*TASKS TO PERFORM*.
• A. Reproduce part of the Gaslight Grimoire description word for word, beginning at the words "Eliminating the impossible" and stopping after "the Gaslight Grimoire.".
• B. According to the Gaslight Grimoire description, which publications has Charles Prepolec contributed articles and reviews to?

*PAGE EXTRACT*.
========================================================================

Eliminating the impossible just got a whole lot harder!
The fabled tin dispatch box of Dr. John H. Watson opens to reveal eleven all-new tales of mystery and dark fantasy. Sherlock Holmes, master of deductive reasoning, confronts the irrational, the unexpected and the fantastic in the weird worlds of the Gaslight Grimoire.
Gaslight Grimoire includes works by:
David Stuart Davies, Barbara Hambly, Kim Newman, Chris Roberson, Christopher Sequeira, Peter Calamai, J. R. Campbell, M. J. Elliott, Rick Kennett, Chico Kidd, Bob Madison, Martin Powell, Barbara Roden,
BONUS: 12 Full Page B&W illustrations by Phil Cornell.
About the Editors:
Charles Prepolec has contributed articles and reviews to All Hallows, Sherlock Magazine, Scarlet Street, and Canadian Holmes. An active Sherlockian for more than 20 years with Calgary’s The Singular Society of the Baker Street Dozen, he was designated a Master Bootmaker in 2006 by the Canada’s national Sherlock Holmes Society.

========================================================================

*DATASET EXTRACT*.
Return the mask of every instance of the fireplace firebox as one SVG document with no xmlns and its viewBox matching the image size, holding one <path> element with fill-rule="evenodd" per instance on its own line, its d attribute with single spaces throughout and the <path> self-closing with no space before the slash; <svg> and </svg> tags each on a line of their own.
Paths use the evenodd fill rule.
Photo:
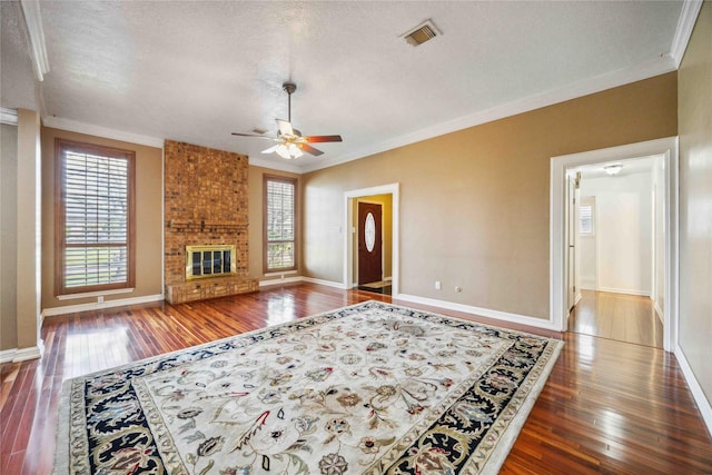
<svg viewBox="0 0 712 475">
<path fill-rule="evenodd" d="M 237 274 L 235 246 L 186 246 L 186 280 Z"/>
</svg>

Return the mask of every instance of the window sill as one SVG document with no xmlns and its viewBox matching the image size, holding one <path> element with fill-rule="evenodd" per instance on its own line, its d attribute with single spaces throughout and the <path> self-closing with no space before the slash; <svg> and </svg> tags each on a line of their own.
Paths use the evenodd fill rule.
<svg viewBox="0 0 712 475">
<path fill-rule="evenodd" d="M 100 297 L 105 295 L 116 295 L 116 294 L 130 294 L 135 289 L 134 288 L 115 288 L 111 290 L 97 290 L 97 291 L 86 291 L 83 294 L 67 294 L 67 295 L 58 295 L 58 300 L 73 300 L 76 298 L 87 298 L 87 297 Z"/>
</svg>

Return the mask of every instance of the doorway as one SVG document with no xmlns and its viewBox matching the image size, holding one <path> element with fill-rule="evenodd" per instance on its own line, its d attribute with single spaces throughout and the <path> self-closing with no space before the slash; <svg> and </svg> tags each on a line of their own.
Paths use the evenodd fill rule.
<svg viewBox="0 0 712 475">
<path fill-rule="evenodd" d="M 355 288 L 358 287 L 359 284 L 372 285 L 373 289 L 369 291 L 377 291 L 383 294 L 386 287 L 389 288 L 390 295 L 396 297 L 398 295 L 399 289 L 399 212 L 398 212 L 398 204 L 399 204 L 399 185 L 390 184 L 383 185 L 372 188 L 363 188 L 356 190 L 349 190 L 344 194 L 344 288 Z M 358 247 L 359 247 L 359 228 L 366 230 L 366 220 L 368 219 L 368 212 L 363 217 L 364 226 L 360 226 L 359 222 L 359 202 L 368 204 L 378 204 L 380 205 L 382 210 L 382 231 L 380 231 L 380 240 L 382 240 L 382 256 L 380 270 L 376 270 L 374 275 L 366 275 L 362 278 L 360 267 L 358 261 Z M 372 209 L 372 214 L 373 214 Z M 377 231 L 375 229 L 376 226 L 376 216 L 374 214 L 374 235 L 373 235 L 373 246 L 374 249 L 378 241 L 378 237 L 376 236 Z M 370 225 L 369 225 L 370 226 Z M 366 243 L 366 232 L 364 232 L 364 247 L 368 247 L 368 243 Z M 370 238 L 369 238 L 370 239 Z M 370 280 L 375 278 L 375 275 L 379 274 L 380 276 L 376 280 Z M 369 280 L 369 281 L 365 281 Z"/>
<path fill-rule="evenodd" d="M 662 311 L 663 311 L 663 347 L 674 350 L 678 325 L 678 138 L 651 140 L 612 147 L 582 154 L 553 157 L 551 161 L 551 281 L 550 281 L 550 321 L 561 330 L 568 329 L 568 254 L 566 227 L 566 185 L 567 175 L 577 167 L 602 165 L 604 162 L 625 160 L 631 157 L 662 156 L 664 176 L 662 180 L 662 226 L 665 236 L 662 249 Z"/>
<path fill-rule="evenodd" d="M 568 279 L 571 287 L 574 267 L 580 304 L 568 329 L 662 348 L 663 156 L 585 165 L 572 174 L 581 219 L 567 215 L 568 240 L 577 248 Z"/>
</svg>

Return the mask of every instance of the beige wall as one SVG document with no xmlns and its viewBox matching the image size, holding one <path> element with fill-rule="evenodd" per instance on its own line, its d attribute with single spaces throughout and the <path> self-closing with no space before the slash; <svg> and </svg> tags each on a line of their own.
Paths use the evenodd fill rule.
<svg viewBox="0 0 712 475">
<path fill-rule="evenodd" d="M 59 300 L 55 296 L 55 139 L 136 151 L 136 287 L 125 299 L 161 294 L 162 150 L 66 130 L 42 128 L 42 309 L 96 303 L 97 297 Z"/>
<path fill-rule="evenodd" d="M 340 283 L 344 191 L 399 182 L 400 293 L 547 318 L 551 157 L 675 136 L 676 108 L 672 72 L 307 174 L 303 271 Z"/>
<path fill-rule="evenodd" d="M 712 402 L 712 3 L 679 71 L 680 348 Z"/>
<path fill-rule="evenodd" d="M 40 356 L 41 270 L 40 115 L 18 109 L 17 329 L 20 359 Z"/>
<path fill-rule="evenodd" d="M 280 279 L 280 275 L 266 277 L 263 269 L 263 178 L 265 175 L 297 178 L 297 219 L 301 212 L 301 202 L 304 202 L 304 194 L 301 190 L 301 180 L 299 179 L 299 175 L 251 165 L 249 166 L 249 276 L 257 277 L 260 281 Z M 301 226 L 301 222 L 299 222 L 298 226 Z M 297 229 L 297 232 L 299 230 Z M 299 238 L 299 234 L 297 234 L 297 237 Z M 297 243 L 297 253 L 299 253 L 301 243 Z M 298 254 L 297 271 L 287 273 L 285 277 L 301 275 L 301 269 L 304 268 L 301 261 L 301 256 Z"/>
<path fill-rule="evenodd" d="M 0 350 L 18 347 L 18 128 L 0 126 Z"/>
</svg>

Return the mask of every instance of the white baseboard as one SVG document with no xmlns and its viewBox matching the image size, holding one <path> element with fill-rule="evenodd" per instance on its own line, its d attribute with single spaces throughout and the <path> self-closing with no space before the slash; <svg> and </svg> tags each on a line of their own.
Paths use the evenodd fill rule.
<svg viewBox="0 0 712 475">
<path fill-rule="evenodd" d="M 615 288 L 615 287 L 599 287 L 599 291 L 610 291 L 611 294 L 627 294 L 627 295 L 640 295 L 643 297 L 650 297 L 650 291 L 643 290 L 631 290 L 627 288 Z"/>
<path fill-rule="evenodd" d="M 162 294 L 147 295 L 144 297 L 117 298 L 116 300 L 105 300 L 101 304 L 91 301 L 89 304 L 68 305 L 66 307 L 50 307 L 42 310 L 42 319 L 44 317 L 53 317 L 56 315 L 73 314 L 76 311 L 99 310 L 102 308 L 121 307 L 125 305 L 148 304 L 151 301 L 160 301 L 164 299 Z"/>
<path fill-rule="evenodd" d="M 344 284 L 335 283 L 335 281 L 332 281 L 332 280 L 315 279 L 314 277 L 301 277 L 301 280 L 304 280 L 305 283 L 318 284 L 318 285 L 325 285 L 325 286 L 328 286 L 328 287 L 340 288 L 342 290 L 347 290 L 348 289 Z"/>
<path fill-rule="evenodd" d="M 653 308 L 655 309 L 655 314 L 657 314 L 657 318 L 660 318 L 660 323 L 664 325 L 665 324 L 665 317 L 664 317 L 662 308 L 660 308 L 660 305 L 657 305 L 657 300 L 655 300 L 655 305 L 653 305 Z"/>
<path fill-rule="evenodd" d="M 544 328 L 558 331 L 551 320 L 530 317 L 527 315 L 510 314 L 507 311 L 493 310 L 490 308 L 473 307 L 471 305 L 456 304 L 453 301 L 437 300 L 434 298 L 418 297 L 416 295 L 398 294 L 393 296 L 394 300 L 412 301 L 414 304 L 429 305 L 447 310 L 463 311 L 465 314 L 478 315 L 481 317 L 494 318 L 513 324 L 526 325 L 530 327 Z"/>
<path fill-rule="evenodd" d="M 9 348 L 0 350 L 0 363 L 12 363 L 14 355 L 17 355 L 17 348 Z"/>
<path fill-rule="evenodd" d="M 44 344 L 42 340 L 38 342 L 37 346 L 30 346 L 29 348 L 10 348 L 0 352 L 0 363 L 20 363 L 28 359 L 41 358 L 44 353 Z"/>
<path fill-rule="evenodd" d="M 685 354 L 680 345 L 675 346 L 675 357 L 678 358 L 678 364 L 680 365 L 682 375 L 688 382 L 688 386 L 690 387 L 692 397 L 698 404 L 698 408 L 702 414 L 704 425 L 708 426 L 708 432 L 712 436 L 712 405 L 710 404 L 710 400 L 708 400 L 708 398 L 704 396 L 704 390 L 702 390 L 702 386 L 700 386 L 698 378 L 694 376 L 694 373 L 690 367 L 690 363 L 688 363 L 688 358 L 685 357 Z"/>
<path fill-rule="evenodd" d="M 260 287 L 268 287 L 268 286 L 281 285 L 281 284 L 300 283 L 301 280 L 303 280 L 301 276 L 285 277 L 285 278 L 279 278 L 279 279 L 267 279 L 267 280 L 260 280 L 259 281 L 259 286 Z"/>
</svg>

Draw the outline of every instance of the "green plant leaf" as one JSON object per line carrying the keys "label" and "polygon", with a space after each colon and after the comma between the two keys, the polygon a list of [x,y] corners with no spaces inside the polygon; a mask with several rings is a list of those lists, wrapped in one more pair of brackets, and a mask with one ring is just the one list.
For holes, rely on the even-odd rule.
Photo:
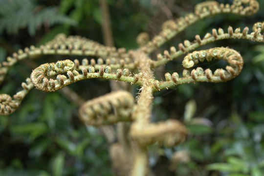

========================================================================

*IN RESPONSE*.
• A.
Eliminating the impossible just got a whole lot harder!
The fabled tin dispatch box of Dr. John H. Watson opens to reveal eleven all-new tales of mystery and dark fantasy. Sherlock Holmes, master of deductive reasoning, confronts the irrational, the unexpected and the fantastic in the weird worlds of the Gaslight Grimoire.

• B.
All Hallows
Sherlock Magazine
Scarlet Street
Canadian Holmes